### YOUR ASSIGNMENT
Only the closing stretch of the material belongs in the answer: the line containing "The function MUST provide one point per instance of the blue" and every line after it, copied exactly.

### DATA RECORDS

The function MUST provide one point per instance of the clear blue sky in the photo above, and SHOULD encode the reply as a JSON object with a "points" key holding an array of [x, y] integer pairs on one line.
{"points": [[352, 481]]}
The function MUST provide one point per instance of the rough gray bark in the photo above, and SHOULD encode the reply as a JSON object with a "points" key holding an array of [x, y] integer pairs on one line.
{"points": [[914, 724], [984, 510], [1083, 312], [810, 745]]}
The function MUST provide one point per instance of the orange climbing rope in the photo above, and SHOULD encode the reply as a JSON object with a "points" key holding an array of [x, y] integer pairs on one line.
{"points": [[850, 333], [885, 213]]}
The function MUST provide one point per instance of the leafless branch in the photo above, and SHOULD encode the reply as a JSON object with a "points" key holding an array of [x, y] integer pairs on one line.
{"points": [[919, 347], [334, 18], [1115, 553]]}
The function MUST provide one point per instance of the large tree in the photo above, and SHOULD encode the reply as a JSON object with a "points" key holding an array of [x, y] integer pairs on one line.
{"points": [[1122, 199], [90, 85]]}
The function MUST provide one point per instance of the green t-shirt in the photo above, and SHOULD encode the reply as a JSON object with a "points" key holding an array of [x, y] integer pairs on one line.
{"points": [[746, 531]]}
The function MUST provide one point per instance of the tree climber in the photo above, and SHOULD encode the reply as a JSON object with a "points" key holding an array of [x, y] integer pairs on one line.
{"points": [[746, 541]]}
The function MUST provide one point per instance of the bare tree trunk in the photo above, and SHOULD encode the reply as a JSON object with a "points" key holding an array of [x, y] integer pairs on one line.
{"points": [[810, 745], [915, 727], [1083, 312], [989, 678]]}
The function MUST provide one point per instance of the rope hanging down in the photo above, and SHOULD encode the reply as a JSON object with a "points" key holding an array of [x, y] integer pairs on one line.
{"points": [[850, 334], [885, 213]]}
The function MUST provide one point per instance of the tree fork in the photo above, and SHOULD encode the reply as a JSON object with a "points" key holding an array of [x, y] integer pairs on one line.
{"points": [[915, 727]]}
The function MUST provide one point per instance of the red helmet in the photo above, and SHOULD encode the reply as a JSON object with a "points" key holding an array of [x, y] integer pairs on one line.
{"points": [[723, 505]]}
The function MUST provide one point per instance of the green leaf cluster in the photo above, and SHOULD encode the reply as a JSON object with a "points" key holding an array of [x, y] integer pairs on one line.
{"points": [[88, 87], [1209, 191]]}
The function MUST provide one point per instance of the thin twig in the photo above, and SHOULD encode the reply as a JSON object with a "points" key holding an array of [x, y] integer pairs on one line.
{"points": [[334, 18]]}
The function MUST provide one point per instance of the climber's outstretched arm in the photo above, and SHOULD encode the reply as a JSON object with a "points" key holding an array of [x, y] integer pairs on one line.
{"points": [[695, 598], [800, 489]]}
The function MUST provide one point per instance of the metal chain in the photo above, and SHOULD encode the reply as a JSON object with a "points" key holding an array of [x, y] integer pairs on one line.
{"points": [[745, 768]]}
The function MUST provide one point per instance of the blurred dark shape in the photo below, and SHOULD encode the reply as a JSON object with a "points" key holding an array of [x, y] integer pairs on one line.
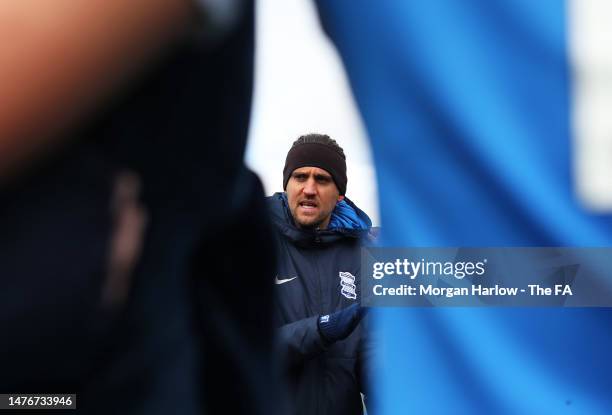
{"points": [[114, 251]]}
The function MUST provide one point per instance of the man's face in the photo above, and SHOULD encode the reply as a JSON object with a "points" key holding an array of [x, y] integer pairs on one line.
{"points": [[312, 196]]}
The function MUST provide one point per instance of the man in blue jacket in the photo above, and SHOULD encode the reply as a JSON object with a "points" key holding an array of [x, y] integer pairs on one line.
{"points": [[319, 233]]}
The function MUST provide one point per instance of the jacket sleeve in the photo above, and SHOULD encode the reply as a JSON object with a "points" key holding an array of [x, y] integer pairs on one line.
{"points": [[299, 341], [366, 361]]}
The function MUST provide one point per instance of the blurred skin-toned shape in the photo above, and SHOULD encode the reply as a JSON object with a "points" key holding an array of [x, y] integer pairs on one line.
{"points": [[59, 60]]}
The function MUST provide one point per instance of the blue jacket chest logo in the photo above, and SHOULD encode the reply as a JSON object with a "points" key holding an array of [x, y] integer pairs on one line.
{"points": [[347, 285]]}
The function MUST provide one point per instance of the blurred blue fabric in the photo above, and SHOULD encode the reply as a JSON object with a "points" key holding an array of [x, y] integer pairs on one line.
{"points": [[468, 107]]}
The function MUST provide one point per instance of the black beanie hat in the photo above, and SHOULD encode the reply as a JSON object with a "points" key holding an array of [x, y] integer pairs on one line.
{"points": [[316, 150]]}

### RESPONSE AREA
The function MUST provide one point per instance of the blue jacket chest logo in the photo above, and SHOULD encode the reply as a JSON object with a "points" key holding an array of [x, y] integer pairs on one line.
{"points": [[347, 285]]}
The function MUST provide one point per instance of the blurred blue fabric in the photo above, and SHOULD encode the reply as a JSON object with a "points" key holding an array of [x, y] integer pairs on one line.
{"points": [[468, 107]]}
The function MUST provide one point per instance of the black beanie hat in the photo above, and SHOULD encode the reply as a JSON object with a "points" key holding an array of [x, y] integer pairs on one line.
{"points": [[316, 150]]}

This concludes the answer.